§ **Records from a point labeling set**:
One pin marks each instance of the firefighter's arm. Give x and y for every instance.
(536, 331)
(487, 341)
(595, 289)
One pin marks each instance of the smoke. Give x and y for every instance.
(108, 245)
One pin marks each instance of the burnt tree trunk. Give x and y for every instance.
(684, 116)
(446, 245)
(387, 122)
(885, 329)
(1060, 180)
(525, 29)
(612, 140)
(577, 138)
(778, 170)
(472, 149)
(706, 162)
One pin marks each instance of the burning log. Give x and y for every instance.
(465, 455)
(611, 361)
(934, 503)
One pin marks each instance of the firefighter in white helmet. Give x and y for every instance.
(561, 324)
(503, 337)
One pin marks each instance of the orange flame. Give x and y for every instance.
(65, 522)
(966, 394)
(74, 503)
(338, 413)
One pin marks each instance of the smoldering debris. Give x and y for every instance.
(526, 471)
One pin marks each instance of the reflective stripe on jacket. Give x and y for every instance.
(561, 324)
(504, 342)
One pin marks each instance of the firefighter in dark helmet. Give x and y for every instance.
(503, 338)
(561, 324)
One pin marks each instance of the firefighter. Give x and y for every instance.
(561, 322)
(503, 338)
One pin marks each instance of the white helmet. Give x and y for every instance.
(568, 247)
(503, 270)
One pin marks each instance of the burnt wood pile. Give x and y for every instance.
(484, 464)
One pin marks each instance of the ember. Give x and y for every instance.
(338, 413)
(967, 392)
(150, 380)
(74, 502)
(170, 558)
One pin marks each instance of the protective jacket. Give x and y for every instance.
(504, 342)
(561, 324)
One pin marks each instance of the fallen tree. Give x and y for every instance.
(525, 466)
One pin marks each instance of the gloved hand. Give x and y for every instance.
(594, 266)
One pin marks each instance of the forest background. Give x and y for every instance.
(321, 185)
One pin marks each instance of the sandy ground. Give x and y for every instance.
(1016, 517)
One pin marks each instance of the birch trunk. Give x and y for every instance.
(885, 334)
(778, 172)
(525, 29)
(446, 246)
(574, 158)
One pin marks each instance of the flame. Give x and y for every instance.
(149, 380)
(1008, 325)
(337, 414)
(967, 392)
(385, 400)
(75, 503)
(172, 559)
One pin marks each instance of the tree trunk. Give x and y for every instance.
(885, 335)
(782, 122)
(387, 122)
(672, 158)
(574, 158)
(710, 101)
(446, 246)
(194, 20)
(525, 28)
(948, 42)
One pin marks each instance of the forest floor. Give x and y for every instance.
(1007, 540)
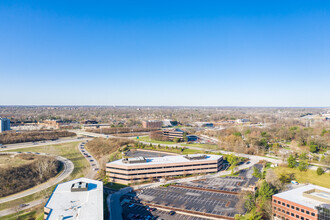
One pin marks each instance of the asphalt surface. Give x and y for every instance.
(67, 170)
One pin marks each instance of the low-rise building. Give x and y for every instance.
(140, 169)
(76, 199)
(308, 202)
(152, 124)
(172, 133)
(169, 123)
(4, 124)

§ **Problem to solve**:
Turn every line of the records above into a numbered list, one entry per line, skipping blank lines and leaving out the pictures.

§ **Written answer**:
1. One pin marks each instance of the firefighter's arm. Give x and y for every instance.
2. (536, 331)
3. (487, 341)
4. (595, 289)
5. One pin marks each instance of the smoke. Give x and y for every instance.
6. (108, 245)
7. One pin marks each instance of the burnt tree trunk. Give x and y for every instance.
8. (684, 116)
9. (446, 245)
10. (387, 122)
11. (885, 329)
12. (1060, 180)
13. (525, 29)
14. (612, 140)
15. (577, 138)
16. (778, 170)
17. (472, 149)
18. (706, 162)
19. One pin marks each instance of the burning log. Give x and y for every instance.
20. (465, 455)
21. (611, 361)
22. (934, 503)
23. One pin marks each instance of the firefighter in white helmet. Give x and y for every instance.
24. (561, 324)
25. (503, 337)
26. One pin marks each instance of the orange flame. Give x and y for every instance.
27. (65, 522)
28. (966, 394)
29. (74, 503)
30. (338, 413)
31. One pin marks each instance of the smoldering debris. Give x and y for every instance.
32. (526, 471)
33. One pin marks each instance of the reflective stripe on jacket. Give x and y for every instance.
34. (561, 324)
35. (504, 342)
36. One pin marks each instance of the firefighter in dark helmet. Give x and y for every instance.
37. (503, 338)
38. (561, 324)
39. One pin marks each instance of the firefighter. Give x and y for every instance.
40. (561, 322)
41. (503, 338)
42. One pin marks each instance of the white helmet. Give x and y for every instance.
43. (568, 247)
44. (503, 270)
45. One pin marks each instance of the burnt wood pile. Give x and y for every instance.
46. (484, 464)
47. One pin marks each instance of the ember. Give x and y for every instance.
48. (338, 413)
49. (967, 392)
50. (150, 380)
51. (74, 502)
52. (170, 558)
53. One pin marks each instance of the protective jacket. Give x and y for every instance.
54. (504, 342)
55. (561, 324)
56. One pin marks each instance of the fallen tree. Give x and y for every instance.
57. (525, 466)
58. One pin marks each instance of the gloved hand. Give x and y for every instance.
59. (594, 266)
60. One pin marks each instance of the forest background. Give x and y for every instance.
61. (321, 185)
62. One pin marks each instance of the sandy ground. Give x and y for every instance.
63. (1016, 517)
64. One pin marks each instance of the birch trunk. Give x and y for every instance.
65. (885, 334)
66. (778, 172)
67. (525, 29)
68. (446, 246)
69. (574, 158)
70. One pin marks each instance of the flame. Give x and y for every instance.
71. (149, 380)
72. (1008, 325)
73. (337, 414)
74. (967, 392)
75. (385, 400)
76. (75, 503)
77. (172, 559)
78. One pin marks each instance of the tree trunk. Give x and y for every instance.
79. (885, 335)
80. (782, 122)
81. (387, 122)
82. (672, 158)
83. (574, 158)
84. (710, 101)
85. (446, 246)
86. (194, 20)
87. (525, 28)
88. (948, 42)
89. One pin marks each instance of the forest floor. Give x and y for every instance.
90. (1007, 540)
91. One pin marks each instance of the asphalt surface. Give x and y for every instance.
92. (67, 170)
93. One pin marks each instance of the low-rise building. Give x and y for every instance.
94. (140, 169)
95. (76, 199)
96. (308, 202)
97. (152, 124)
98. (172, 133)
99. (169, 123)
100. (4, 124)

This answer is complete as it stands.